Pictures stay out of the copy; restate everything else in the material exactly.

— BEGIN —

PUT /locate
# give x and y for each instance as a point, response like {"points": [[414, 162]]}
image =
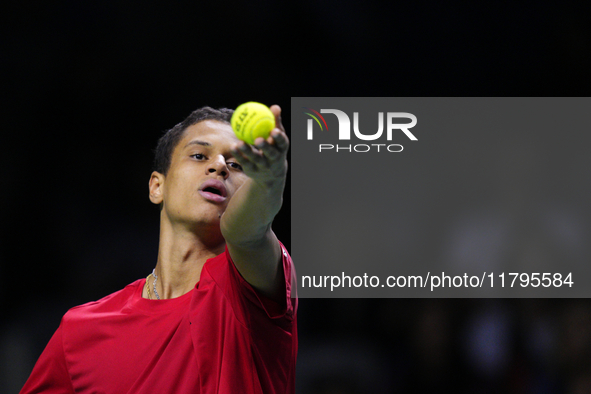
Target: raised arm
{"points": [[246, 223]]}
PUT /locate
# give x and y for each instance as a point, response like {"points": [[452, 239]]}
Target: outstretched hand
{"points": [[265, 162]]}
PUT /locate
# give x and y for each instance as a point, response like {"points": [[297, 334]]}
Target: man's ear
{"points": [[156, 186]]}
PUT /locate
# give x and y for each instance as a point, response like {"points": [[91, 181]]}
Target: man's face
{"points": [[203, 175]]}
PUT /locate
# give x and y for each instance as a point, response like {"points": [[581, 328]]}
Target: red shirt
{"points": [[221, 337]]}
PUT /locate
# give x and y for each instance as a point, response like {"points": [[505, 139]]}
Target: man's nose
{"points": [[218, 166]]}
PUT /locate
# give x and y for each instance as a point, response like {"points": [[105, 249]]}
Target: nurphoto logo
{"points": [[344, 132]]}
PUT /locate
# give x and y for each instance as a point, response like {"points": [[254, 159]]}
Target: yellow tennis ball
{"points": [[252, 120]]}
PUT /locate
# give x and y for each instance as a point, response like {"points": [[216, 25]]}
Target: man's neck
{"points": [[181, 256]]}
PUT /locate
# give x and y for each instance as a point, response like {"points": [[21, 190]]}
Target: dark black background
{"points": [[87, 89]]}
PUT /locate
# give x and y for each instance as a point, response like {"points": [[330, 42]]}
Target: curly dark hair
{"points": [[170, 138]]}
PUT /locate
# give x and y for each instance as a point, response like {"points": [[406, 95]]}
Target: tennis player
{"points": [[217, 313]]}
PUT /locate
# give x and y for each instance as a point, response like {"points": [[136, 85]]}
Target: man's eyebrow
{"points": [[197, 142]]}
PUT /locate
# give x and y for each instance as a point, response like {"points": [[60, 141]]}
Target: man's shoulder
{"points": [[112, 303]]}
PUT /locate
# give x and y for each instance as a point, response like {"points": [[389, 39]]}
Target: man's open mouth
{"points": [[213, 190]]}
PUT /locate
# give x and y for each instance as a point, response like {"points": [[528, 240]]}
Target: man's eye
{"points": [[235, 165]]}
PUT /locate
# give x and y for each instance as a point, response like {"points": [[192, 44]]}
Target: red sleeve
{"points": [[274, 310], [50, 374]]}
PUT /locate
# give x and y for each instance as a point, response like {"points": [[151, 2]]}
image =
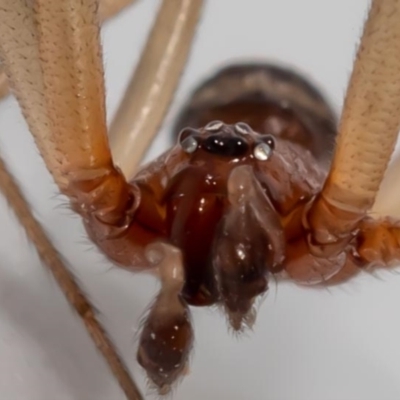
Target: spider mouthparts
{"points": [[166, 341]]}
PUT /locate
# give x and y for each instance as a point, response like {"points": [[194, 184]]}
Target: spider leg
{"points": [[107, 9], [3, 84], [367, 131], [52, 56], [76, 298], [153, 84]]}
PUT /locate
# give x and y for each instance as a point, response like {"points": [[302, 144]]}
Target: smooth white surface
{"points": [[307, 344]]}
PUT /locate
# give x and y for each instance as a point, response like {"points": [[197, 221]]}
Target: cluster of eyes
{"points": [[262, 151]]}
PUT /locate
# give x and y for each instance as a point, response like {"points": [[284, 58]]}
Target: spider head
{"points": [[228, 144]]}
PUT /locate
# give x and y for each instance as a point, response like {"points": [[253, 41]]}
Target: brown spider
{"points": [[125, 357]]}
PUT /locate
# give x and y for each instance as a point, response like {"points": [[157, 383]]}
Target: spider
{"points": [[268, 321]]}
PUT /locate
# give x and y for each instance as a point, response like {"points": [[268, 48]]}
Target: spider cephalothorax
{"points": [[232, 202]]}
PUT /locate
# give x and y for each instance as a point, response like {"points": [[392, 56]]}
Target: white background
{"points": [[307, 344]]}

— END —

**RESPONSE TO THE TASK:**
PUT /locate
# give x and y for each instance as a point, response like {"points": [[414, 162]]}
image =
Target: raised arm
{"points": [[246, 223]]}
PUT /locate
# give x and y for each instance as a point, response like {"points": [[452, 239]]}
Target: outstretched hand
{"points": [[265, 162]]}
PUT /locate
# give x and y for each instance as a point, response like {"points": [[297, 334]]}
Target: man's ear
{"points": [[156, 186]]}
PUT /locate
# give x and y for each instance as a point, response like {"points": [[91, 181]]}
Target: man's face
{"points": [[203, 175]]}
PUT /locate
# give x and y for each instance as a point, response like {"points": [[581, 328]]}
Target: red shirt
{"points": [[221, 337]]}
PUT /locate
# give x and y for each instance as a point, response like {"points": [[505, 139]]}
Target: man's nose
{"points": [[218, 166]]}
PUT /locate
# give x and y for each instance as a point, response like {"points": [[105, 249]]}
Target: nurphoto logo
{"points": [[344, 132]]}
PUT /locate
# give x and y for each instance as a point, response like {"points": [[254, 159]]}
Target: yellow tennis ball
{"points": [[252, 120]]}
PUT /locate
# give x and y for each instance as a point, response like {"points": [[216, 25]]}
Target: man's neck
{"points": [[181, 256]]}
PUT /locate
# give x and y for each instance as a point, response like {"points": [[21, 190]]}
Target: dark black background
{"points": [[87, 89]]}
PUT /locate
# give x and y for each instance as a point, response like {"points": [[330, 42]]}
Target: curly dark hair
{"points": [[170, 138]]}
PUT /locate
# give x and y for each instance as a point, response like {"points": [[406, 95]]}
Target: tennis player
{"points": [[217, 313]]}
PUT /locate
# give x and y for each instance as a point, response like {"points": [[136, 85]]}
Target: man's eyebrow
{"points": [[197, 142]]}
PUT /locate
# give x and y for each instance as a point, response like {"points": [[60, 141]]}
Target: man's shoulder
{"points": [[112, 303]]}
PUT /locate
# give x and y for each instance as a point, response like {"points": [[389, 39]]}
Target: man's open mouth
{"points": [[213, 190]]}
PUT /locate
# give x and y for each instance as a point, response like {"points": [[528, 240]]}
Target: man's eye
{"points": [[235, 165]]}
PUT /locate
# give x and y for each instance as a point, response like {"points": [[192, 44]]}
Target: red sleeve
{"points": [[274, 310], [50, 374]]}
PUT /locate
# give x and y for each instance as a point, response like {"points": [[151, 2]]}
image =
Target: spider mouthparts
{"points": [[166, 341]]}
PUT /locate
# give x and y for each instance as a point, response like {"points": [[194, 184]]}
Target: spider leg
{"points": [[107, 9], [3, 84], [367, 131], [52, 56], [76, 298], [153, 84]]}
PUT /locate
# give x and y for each instance as a point, response like {"points": [[302, 144]]}
Target: smooth white surface
{"points": [[307, 344]]}
PUT /locate
# give x and y for each instance as a point, response like {"points": [[197, 221]]}
Target: cluster of eyes
{"points": [[262, 151]]}
PUT /locate
# give x and y for each instance as a point, response like {"points": [[284, 58]]}
Target: spider head
{"points": [[228, 144]]}
PUT /locate
# give x and y for each instance as a point, response like {"points": [[253, 41]]}
Target: brown spider
{"points": [[125, 357]]}
PUT /locate
# give x and y for each instance as a point, response like {"points": [[157, 383]]}
Target: spider
{"points": [[268, 321]]}
PUT /locate
# give x and y for each instance as a point, response like {"points": [[268, 48]]}
Target: spider cephalothorax
{"points": [[232, 202]]}
PUT /locate
# give x and y for each instance as a point, response like {"points": [[392, 56]]}
Target: white background
{"points": [[307, 344]]}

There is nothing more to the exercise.